== Source extract

Figure 1. The vanilla Darknet-53 architecture [1].

If you’re familiar with Darknet-19, you must remember that it performs spatial downsmapling using maxpooling operations after every stack of several convolution layers. In Darknet-53, authors replaced these pooling operations with convolutions of stride 2. This was essentially done because maxpooling layer completely ignores non-maximum numbers, causing us to lose a lot of information contained in the lower intensity pixels. We can actually use average-pooling as an alternative, but in theory, this approach won’t be optimal either because all pixels within the small region are weighted the same. So as a solution, authors decided to use convolution layer with a stride of 2, which by doing so the model will be able to reduce image resolution while capturing spatial information with specific weightings. You can see the illustration for this in Figure 2 below.

img 69a690d31f538 — Figure 2. How maxpooling, average-pooling and convolution with stride 2 differ from each other [5].

Next, the backbone of this YOLO version is now equipped with residual blocks which the idea is originated from ResNet. One thing that I want to emphasize regarding our implementation is the activation function within the residual block. You can see in Figure 3 below that according to the original ResNet paper, the second activation function is placed after the element-wise summation. However, based on the other tutorials that I read [6, 7], I found that in the case of YOLOv3 the second activation function is placed right after the weight layer instead (before summation). So later in the implementation, I decided to follow the guide in these tutorials since the YOLOv3 paper does not give any explanations about it.

====

Written instruction 1: Which rows contain the word "cone"? Report each of them in full, treating case as significant.

== Data provided

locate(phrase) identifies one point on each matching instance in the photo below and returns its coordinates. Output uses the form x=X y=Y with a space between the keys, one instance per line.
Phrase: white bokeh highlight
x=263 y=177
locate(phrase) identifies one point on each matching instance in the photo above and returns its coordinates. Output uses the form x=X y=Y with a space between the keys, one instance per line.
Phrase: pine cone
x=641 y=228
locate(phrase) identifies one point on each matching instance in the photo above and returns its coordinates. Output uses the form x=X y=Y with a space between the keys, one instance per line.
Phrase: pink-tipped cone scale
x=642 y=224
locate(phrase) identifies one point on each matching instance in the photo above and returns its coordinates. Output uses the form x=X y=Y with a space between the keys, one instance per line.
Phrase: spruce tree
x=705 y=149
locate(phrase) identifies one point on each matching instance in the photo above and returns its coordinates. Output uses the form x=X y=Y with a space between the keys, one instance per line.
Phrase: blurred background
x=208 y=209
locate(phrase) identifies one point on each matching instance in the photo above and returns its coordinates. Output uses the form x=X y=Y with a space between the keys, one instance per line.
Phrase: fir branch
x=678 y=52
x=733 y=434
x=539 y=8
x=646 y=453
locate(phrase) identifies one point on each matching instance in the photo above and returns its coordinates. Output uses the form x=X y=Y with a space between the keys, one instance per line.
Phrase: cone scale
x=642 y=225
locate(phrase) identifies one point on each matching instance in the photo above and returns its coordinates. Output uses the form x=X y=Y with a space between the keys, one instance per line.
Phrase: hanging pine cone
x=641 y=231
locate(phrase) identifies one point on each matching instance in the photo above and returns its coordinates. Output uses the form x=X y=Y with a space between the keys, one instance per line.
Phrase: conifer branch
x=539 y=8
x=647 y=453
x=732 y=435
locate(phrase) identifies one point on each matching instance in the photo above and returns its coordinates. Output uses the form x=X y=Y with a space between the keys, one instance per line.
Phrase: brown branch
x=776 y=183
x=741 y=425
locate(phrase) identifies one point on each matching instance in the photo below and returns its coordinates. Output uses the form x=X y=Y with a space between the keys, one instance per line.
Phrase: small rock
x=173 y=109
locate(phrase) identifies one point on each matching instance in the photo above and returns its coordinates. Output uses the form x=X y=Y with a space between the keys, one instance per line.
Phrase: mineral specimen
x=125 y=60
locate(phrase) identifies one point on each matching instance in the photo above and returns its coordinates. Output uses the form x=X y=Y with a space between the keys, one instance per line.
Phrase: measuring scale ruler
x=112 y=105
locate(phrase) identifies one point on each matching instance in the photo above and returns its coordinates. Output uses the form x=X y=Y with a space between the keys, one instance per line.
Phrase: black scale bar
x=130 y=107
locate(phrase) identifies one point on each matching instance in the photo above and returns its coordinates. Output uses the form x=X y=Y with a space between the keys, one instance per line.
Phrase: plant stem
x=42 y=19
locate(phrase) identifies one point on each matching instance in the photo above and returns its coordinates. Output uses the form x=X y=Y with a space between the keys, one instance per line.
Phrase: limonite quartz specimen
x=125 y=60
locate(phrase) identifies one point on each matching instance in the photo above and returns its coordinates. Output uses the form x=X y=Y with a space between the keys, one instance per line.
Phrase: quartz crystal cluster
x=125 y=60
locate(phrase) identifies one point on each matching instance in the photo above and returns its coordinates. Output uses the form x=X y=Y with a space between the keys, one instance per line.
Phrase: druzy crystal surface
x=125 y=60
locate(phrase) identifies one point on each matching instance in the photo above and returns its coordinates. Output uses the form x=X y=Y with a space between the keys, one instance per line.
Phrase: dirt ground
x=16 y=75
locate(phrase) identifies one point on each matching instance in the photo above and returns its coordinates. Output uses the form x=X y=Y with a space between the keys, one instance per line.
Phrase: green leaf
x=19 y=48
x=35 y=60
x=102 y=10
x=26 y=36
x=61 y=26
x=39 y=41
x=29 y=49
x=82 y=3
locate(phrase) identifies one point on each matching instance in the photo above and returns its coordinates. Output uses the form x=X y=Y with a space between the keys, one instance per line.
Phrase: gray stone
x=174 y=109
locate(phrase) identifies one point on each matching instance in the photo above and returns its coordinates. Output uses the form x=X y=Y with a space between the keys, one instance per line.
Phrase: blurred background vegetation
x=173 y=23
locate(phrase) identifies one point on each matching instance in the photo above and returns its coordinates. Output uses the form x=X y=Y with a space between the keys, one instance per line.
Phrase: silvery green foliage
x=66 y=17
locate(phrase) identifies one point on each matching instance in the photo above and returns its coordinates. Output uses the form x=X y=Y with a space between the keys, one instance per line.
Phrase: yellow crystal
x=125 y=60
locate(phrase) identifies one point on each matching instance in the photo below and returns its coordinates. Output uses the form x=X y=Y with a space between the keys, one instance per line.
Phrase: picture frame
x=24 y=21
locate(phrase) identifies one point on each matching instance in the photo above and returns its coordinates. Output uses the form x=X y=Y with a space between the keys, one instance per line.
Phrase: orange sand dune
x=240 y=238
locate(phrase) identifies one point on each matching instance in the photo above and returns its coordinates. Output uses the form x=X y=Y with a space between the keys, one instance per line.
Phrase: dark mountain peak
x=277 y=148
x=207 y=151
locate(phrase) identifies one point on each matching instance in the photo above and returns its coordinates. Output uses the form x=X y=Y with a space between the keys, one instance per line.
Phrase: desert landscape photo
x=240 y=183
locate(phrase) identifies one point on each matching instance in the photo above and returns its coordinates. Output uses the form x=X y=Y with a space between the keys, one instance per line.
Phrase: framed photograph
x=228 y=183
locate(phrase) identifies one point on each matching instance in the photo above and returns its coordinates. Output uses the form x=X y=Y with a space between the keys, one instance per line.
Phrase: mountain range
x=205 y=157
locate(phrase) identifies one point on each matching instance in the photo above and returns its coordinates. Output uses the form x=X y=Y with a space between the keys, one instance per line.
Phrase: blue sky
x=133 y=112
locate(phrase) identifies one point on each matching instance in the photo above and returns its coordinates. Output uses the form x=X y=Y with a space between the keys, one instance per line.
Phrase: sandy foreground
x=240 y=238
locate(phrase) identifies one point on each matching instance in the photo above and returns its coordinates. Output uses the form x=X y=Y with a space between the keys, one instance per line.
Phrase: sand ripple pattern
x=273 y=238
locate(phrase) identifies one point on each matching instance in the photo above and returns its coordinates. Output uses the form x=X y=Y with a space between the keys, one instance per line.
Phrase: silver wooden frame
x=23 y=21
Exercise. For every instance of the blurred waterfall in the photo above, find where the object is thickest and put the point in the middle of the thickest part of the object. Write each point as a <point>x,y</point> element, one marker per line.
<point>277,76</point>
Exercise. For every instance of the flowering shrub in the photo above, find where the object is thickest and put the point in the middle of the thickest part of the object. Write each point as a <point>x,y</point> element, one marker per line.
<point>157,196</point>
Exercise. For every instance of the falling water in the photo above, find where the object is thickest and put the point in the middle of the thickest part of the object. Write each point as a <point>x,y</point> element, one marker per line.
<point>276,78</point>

====

Written instruction 2: Can you summarize the Darknet-53 passage in two sentences?

Exercise answer 1:
Phrase: pine cone
Phrase: pink-tipped cone scale
Phrase: cone scale
Phrase: hanging pine cone

Exercise answer 2: Darknet-53 replaces the maxpooling operations of Darknet-19 with stride-2 convolutions, because maxpooling ignores non-maximum numbers and average-pooling weights every pixel in a region the same, whereas a stride-2 convolution reduces resolution while capturing spatial information with specific weightings. Its backbone also gains residual blocks taken from ResNet, and this implementation places the second activation function right after the weight layer, before the summation, following other YOLOv3 tutorials since the YOLOv3 paper gives no explanation about it.